Все возвращаются с перекура, Николай готов показывать смонтированный дубль.
Герман крестится, чего прежде не бывало, кроме тех случаев, когда выдавал что-нибудь невероятное, например:
– Вот те крест, у Ролки Быкова на ногах были когти, и он босиком по полу все стучал ими и пугал Светку. Потом, уже много после «Проверки на дорогах», он сказал: «Знаешь, почему я у тебя так хорошо сыграл, Лёша? Потому, что прежде я всегда играл начерно, а у тебя сыграл начисто». И я ответил ему: «Не думаю, Ролка, что ты у меня хорошо сыграл…» – а сам перед ним благоговел, он единственный в моей жизни, кого я считал и до сих пор считаю гением.
Я сижу и потихоньку строчу в записную книжку. Как ругался Герман десять лет назад, что я ничего не записываю: «Не понимаю, как можно режиссеру без записной книжки обходиться?!» А я обходился, просто запоминал все, было ярко, внятно и интересно – запоминал. Теперь он, наверное, украдкой радуется, а знал бы, что я пишу то, что к делу вовсе отношения не имеет!

----------

ЗАДАНИЕ: Кого, судя по приведенному отрывку, Герман считал и до сих пор считает единственным гением в своей жизни?

СТРОКИ:

----------

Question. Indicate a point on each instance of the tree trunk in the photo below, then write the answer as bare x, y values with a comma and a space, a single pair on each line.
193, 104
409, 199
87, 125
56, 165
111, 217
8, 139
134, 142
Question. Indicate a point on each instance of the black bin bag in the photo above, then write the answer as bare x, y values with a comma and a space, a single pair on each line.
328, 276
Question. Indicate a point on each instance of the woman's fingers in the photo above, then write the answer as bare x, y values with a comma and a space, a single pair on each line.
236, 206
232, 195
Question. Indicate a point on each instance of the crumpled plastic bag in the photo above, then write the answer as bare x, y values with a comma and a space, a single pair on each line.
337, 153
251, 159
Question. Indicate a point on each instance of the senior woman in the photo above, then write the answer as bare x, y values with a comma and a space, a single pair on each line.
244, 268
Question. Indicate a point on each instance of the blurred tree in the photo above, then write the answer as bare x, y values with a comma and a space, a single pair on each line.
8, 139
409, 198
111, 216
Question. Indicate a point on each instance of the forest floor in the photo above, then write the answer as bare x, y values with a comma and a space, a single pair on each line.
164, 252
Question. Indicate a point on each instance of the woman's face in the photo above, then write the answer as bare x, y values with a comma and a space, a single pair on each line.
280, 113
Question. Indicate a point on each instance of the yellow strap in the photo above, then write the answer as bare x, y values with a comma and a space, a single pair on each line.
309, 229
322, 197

----------

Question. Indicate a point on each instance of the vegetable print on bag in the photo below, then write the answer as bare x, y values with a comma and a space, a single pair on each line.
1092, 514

----------

ОТВЕТ НА ЗАДАНИЕ: Ролку Быкова.